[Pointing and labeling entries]
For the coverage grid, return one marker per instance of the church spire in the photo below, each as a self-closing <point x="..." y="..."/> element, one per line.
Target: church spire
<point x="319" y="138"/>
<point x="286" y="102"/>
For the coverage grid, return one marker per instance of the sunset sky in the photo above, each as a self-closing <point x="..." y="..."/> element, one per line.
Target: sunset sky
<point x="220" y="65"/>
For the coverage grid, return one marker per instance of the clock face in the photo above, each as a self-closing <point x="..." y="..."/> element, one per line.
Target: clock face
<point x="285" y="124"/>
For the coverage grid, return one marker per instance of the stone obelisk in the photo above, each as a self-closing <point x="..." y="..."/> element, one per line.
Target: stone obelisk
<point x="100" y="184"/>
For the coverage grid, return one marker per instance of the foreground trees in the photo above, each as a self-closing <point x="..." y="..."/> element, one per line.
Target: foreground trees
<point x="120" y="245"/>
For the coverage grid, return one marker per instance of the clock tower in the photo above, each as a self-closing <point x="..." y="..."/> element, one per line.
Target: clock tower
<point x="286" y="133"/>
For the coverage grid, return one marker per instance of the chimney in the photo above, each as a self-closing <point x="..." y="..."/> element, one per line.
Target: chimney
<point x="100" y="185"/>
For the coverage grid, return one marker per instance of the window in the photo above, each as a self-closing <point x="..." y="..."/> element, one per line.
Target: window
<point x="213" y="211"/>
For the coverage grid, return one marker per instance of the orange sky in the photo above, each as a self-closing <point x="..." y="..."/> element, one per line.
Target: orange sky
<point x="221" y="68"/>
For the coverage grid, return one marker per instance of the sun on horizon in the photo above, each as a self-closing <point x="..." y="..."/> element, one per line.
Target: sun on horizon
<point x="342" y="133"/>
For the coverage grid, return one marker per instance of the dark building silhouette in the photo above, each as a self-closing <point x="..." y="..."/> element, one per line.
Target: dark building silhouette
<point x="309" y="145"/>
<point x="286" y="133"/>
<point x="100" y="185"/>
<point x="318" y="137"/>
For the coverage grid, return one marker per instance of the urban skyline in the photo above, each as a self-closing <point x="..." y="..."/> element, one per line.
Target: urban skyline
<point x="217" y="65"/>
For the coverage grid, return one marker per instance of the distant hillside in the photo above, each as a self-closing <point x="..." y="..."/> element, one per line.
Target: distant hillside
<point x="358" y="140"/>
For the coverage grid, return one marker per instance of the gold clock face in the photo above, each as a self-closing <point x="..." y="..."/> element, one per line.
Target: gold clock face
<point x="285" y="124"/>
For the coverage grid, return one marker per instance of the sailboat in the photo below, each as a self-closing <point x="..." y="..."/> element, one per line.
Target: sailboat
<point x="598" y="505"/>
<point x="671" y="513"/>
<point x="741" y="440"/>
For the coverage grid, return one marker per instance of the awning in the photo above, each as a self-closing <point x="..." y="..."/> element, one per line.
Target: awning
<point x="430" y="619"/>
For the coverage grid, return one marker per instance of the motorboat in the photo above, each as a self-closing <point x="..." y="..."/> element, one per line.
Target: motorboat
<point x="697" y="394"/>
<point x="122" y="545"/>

_Required work_. Reproduce the listing above word for word.

_Exercise output_.
For the coverage grid, return one marker per instance of the church spire in the photo below, each as a self-closing <point x="..." y="..."/> element, one per line.
Target: church spire
<point x="319" y="138"/>
<point x="286" y="102"/>
For the coverage grid, return one marker per instance of the sunset sky in the photo above, each as a self-closing <point x="..." y="..."/> element, one per line.
Target: sunset sky
<point x="220" y="65"/>
For the coverage grid, return one marker per instance of the clock face in the photo above, each as a self-closing <point x="..." y="..."/> element, one per line.
Target: clock face
<point x="285" y="124"/>
For the coverage grid, return one marker per instance of the stone obelisk in the photo above, each as a self-closing <point x="..." y="..."/> element, one per line.
Target: stone obelisk
<point x="100" y="184"/>
For the coverage grid, return one marker per instance of the foreground trees in the photo above, each as a self-closing <point x="..." y="..."/> element, one per line.
Target: foreground trees
<point x="120" y="245"/>
For the coverage grid, return one marker per instance of the clock tower in the photo above, each as a self-closing <point x="..." y="..."/> element, one per line.
Target: clock tower
<point x="286" y="133"/>
For the coverage grid, return one marker per instance of the chimney in the photo above, each as a self-closing <point x="..." y="..."/> element, one per line.
Target: chimney
<point x="100" y="185"/>
For the coverage grid, return one marker per instance of the window in the photo above, each as a self-closing <point x="..." y="..."/> element, one per line.
Target: window
<point x="213" y="211"/>
For the coverage grid, return one marker per instance of the orange sky in the photo above, each as a self-closing <point x="..." y="..."/> element, one per line.
Target: orange sky
<point x="221" y="68"/>
For the coverage grid, return one marker per instance of the sun on horizon in the photo above, each as a self-closing <point x="..." y="..."/> element, one per line.
Target: sun on horizon
<point x="342" y="133"/>
For the coverage grid, return one marker per instance of the dark building silhouette in the photo above, each as a self-closing <point x="..." y="..."/> element, one per line.
Target: dark building silhouette
<point x="309" y="145"/>
<point x="286" y="133"/>
<point x="100" y="185"/>
<point x="318" y="137"/>
For the coverage grid, return one marker per instance of the urban skyline in the photo above, each as a self-closing <point x="..." y="..."/> element, one per line.
Target: urban skyline
<point x="217" y="65"/>
For the coverage grid, return one marker per instance of the distant hillside in the photo above, each as a self-closing <point x="..." y="..."/> element, one per line.
Target: distant hillside
<point x="358" y="140"/>
For the coverage grid, return one marker per instance of the gold clock face in the photo above, each as a self-closing <point x="..." y="..."/> element, one per line.
Target: gold clock face
<point x="285" y="124"/>
For the coverage grid, return one marker per instance of the sailboat in the photo below, each as a self-closing <point x="..." y="..."/> element, one per line.
Target: sailboat
<point x="598" y="505"/>
<point x="671" y="513"/>
<point x="741" y="440"/>
For the coverage grid, return one marker per instance of the awning in the photo above, each as a self-closing <point x="..." y="..."/> element, one per line.
Target: awning
<point x="430" y="619"/>
For the coverage grid, return one marker per instance of the motorboat in the photo above, each as a self-closing <point x="..." y="..."/> element, one per line.
Target: motorboat
<point x="697" y="394"/>
<point x="122" y="545"/>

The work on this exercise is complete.